* TEXT UNDER STUDY

Coffee and Tea Add-ins Increase Calorie Intake
Many people add sugar, cream or flavored syrups to their coffee and tea. A recent study suggests that these add-ins account for approximately 69 extra calories per day.
Participants in the study included almost 20,000 people who took part in the National Health and Nutrition Examination Survey. 13,185 of them reported drinking coffee and 6,215 reported drinking tea in the 24 hours previous to being surveyed.
After examining the data, the researchers found that people who drank black coffee consumed 69 fewer calories per day than those who added sweeteners, cream, or other substances to their coffee. Of those added calories, 60% came from sugar, while the remaining 40% came from fat.
People who drank tea added fewer heavy-calorie substances to their tea than coffee drinkers. For tea drinkers, there was an average increase of 43 calories, with 85% coming from sugar.

* CHECK YOUR UNDERSTANDING
(1) List every percentage given in the coffee and tea article, and say what each one describes.
(2) Please write a continuation of the coffee and tea article, starting after its last sentence.
The listing that comes next is separate material and has no connection to the coffee and tea article.

* MATERIAL SHOWN
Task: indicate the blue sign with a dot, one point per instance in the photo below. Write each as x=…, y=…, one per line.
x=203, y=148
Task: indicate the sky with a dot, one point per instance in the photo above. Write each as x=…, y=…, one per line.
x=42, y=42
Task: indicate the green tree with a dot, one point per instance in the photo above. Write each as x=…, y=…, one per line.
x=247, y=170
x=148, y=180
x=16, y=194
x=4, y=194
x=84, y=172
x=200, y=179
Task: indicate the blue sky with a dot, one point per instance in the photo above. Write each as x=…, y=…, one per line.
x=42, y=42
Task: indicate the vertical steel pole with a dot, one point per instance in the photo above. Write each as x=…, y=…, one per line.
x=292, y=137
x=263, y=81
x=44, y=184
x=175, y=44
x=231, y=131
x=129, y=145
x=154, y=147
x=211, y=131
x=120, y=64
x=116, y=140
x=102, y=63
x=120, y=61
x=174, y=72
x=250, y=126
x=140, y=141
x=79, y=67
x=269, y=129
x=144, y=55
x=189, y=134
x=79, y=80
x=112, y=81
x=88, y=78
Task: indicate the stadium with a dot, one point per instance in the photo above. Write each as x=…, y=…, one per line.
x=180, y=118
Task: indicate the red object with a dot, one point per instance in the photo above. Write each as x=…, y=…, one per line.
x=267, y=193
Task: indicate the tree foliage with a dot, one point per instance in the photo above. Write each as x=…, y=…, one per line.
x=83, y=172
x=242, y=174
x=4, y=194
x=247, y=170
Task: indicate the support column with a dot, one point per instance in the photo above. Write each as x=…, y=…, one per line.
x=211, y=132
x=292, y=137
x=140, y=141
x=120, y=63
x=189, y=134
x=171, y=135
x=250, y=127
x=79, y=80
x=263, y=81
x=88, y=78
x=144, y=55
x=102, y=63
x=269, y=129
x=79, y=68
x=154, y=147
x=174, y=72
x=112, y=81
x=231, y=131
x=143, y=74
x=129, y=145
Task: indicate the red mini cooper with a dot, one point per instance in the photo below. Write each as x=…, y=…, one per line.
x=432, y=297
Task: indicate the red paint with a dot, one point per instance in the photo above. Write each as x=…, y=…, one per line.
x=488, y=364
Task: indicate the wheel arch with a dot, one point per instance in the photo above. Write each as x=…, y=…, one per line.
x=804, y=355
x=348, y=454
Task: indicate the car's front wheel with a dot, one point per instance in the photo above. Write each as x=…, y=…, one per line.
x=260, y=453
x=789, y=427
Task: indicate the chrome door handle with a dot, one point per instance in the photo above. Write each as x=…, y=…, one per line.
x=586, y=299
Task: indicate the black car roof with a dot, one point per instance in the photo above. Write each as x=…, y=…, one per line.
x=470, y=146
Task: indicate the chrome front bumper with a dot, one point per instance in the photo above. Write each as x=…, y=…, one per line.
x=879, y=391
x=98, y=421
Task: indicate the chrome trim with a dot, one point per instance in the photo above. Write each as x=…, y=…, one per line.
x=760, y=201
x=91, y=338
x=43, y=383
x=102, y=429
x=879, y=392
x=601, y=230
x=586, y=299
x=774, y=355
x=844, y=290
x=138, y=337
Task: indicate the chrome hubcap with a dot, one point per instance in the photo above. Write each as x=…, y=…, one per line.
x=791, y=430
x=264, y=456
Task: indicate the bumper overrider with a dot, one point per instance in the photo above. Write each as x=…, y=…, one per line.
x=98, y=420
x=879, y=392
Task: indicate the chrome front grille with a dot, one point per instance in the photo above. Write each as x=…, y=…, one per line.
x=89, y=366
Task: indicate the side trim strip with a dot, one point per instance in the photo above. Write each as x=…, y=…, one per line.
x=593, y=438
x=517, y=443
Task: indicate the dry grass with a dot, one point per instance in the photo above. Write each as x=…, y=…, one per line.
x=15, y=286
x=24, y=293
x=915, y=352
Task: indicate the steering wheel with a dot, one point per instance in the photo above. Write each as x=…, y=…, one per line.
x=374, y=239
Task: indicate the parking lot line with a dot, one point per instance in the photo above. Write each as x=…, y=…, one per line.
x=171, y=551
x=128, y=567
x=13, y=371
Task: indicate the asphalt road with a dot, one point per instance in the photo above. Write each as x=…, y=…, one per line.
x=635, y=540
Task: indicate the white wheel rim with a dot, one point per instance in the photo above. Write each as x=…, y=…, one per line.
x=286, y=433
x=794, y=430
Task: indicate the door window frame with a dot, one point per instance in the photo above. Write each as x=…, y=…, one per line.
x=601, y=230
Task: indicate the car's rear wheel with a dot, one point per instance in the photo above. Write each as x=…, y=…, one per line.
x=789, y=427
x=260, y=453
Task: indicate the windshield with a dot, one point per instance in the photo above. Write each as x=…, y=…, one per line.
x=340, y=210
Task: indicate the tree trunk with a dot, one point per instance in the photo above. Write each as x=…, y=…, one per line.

* TASK RESULTS
(1)
- 60%: the share of coffee drinkers' added calories that came from sugar
- 40%: the share of coffee drinkers' added calories that came from fat
- 85%: the share of tea drinkers' added calories that came from sugar

(2)
The researchers note that while the amounts are small, the cumulated effect of small amounts of extra calories per day can add up to pounds over time.
Researchers from the University of Illinois at Urbana-Champaign conducted the study. It was published online ahead of print on January 26, 2017, in the journal Public Health.
Previous studies suggest that coffee may have multiple health benefits, which generally attributed to the powerful antioxidants found in coffee called polyphenols. These benefits include reducing the risk of developing diabetes, prostate cancer, cirrhosis and oral cavities.